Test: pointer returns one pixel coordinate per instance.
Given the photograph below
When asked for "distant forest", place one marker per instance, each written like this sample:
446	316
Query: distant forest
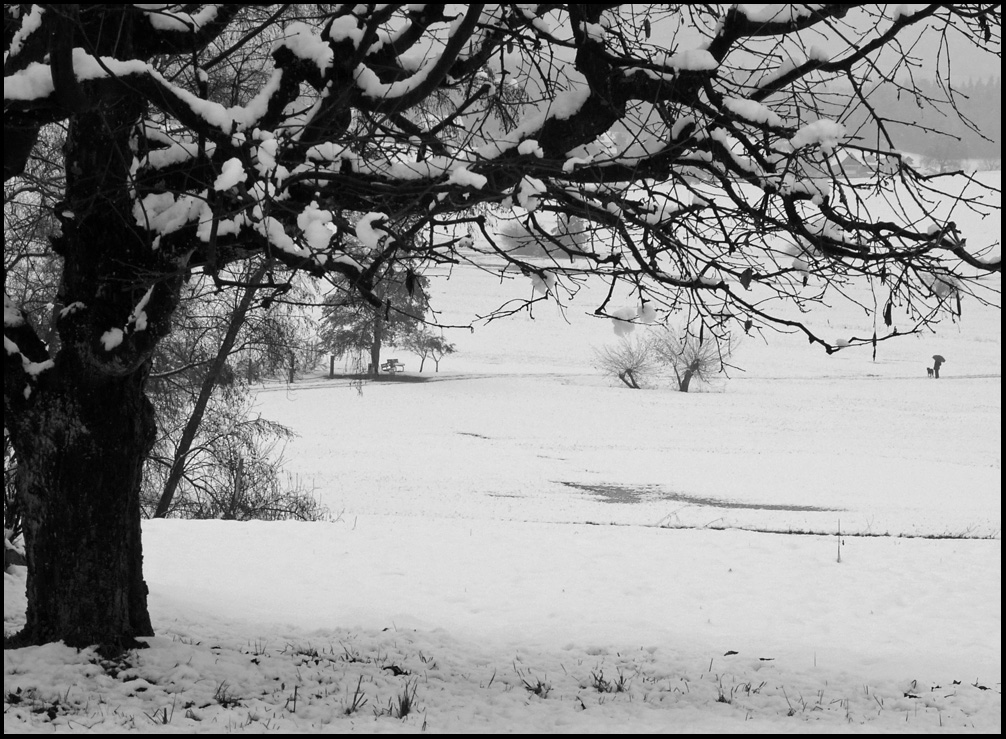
939	135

------------------------

• _Aim of the task_:
Can you repeat the rows above with every "distant forest" swapped for "far treeline", change nothing else, and leave the pictures out?

• _Written solution_:
Test: pointer returns one pixel coordinate per instance.
Given the photograph below
When asked for "far treeline", place one marker per instance, each written like this sample:
446	316
Query: far treeline
939	135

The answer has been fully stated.